▶ Exercise objective
Copy every line from the start of the records up to and including the line with "<point>403,247</point>". Shift each answer coordinate by adding 47 to both numbers, and leave the coordinates shown as format samples unchanged.

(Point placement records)
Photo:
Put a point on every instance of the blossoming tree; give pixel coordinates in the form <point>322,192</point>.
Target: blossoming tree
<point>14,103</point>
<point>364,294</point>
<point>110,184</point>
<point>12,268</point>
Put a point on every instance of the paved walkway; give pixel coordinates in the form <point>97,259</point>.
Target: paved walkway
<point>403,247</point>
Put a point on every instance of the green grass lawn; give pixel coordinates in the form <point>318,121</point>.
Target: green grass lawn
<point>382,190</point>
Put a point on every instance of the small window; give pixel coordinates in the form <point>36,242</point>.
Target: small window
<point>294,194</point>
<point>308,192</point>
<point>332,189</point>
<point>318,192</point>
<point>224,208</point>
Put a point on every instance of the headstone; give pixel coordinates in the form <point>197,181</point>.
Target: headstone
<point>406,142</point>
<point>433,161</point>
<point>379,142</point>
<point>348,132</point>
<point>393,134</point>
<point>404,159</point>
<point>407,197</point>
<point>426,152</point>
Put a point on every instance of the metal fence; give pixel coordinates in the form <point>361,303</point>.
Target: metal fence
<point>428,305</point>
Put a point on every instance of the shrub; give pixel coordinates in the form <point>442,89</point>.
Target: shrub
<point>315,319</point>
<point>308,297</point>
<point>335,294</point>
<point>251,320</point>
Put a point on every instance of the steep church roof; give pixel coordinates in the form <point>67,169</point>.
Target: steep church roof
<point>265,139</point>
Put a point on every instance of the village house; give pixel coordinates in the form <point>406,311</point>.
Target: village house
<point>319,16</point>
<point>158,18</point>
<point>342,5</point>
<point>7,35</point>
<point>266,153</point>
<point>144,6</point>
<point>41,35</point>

▶ Output of the task
Photo:
Put a point on every instance of the blossoming tree; give pixel coordinates in the form <point>322,192</point>.
Target: blossoming tree
<point>61,150</point>
<point>411,341</point>
<point>157,231</point>
<point>59,315</point>
Put a point on every instance of the paved walkway; give pixel coordinates in the form <point>97,259</point>.
Target: paved walkway
<point>450,294</point>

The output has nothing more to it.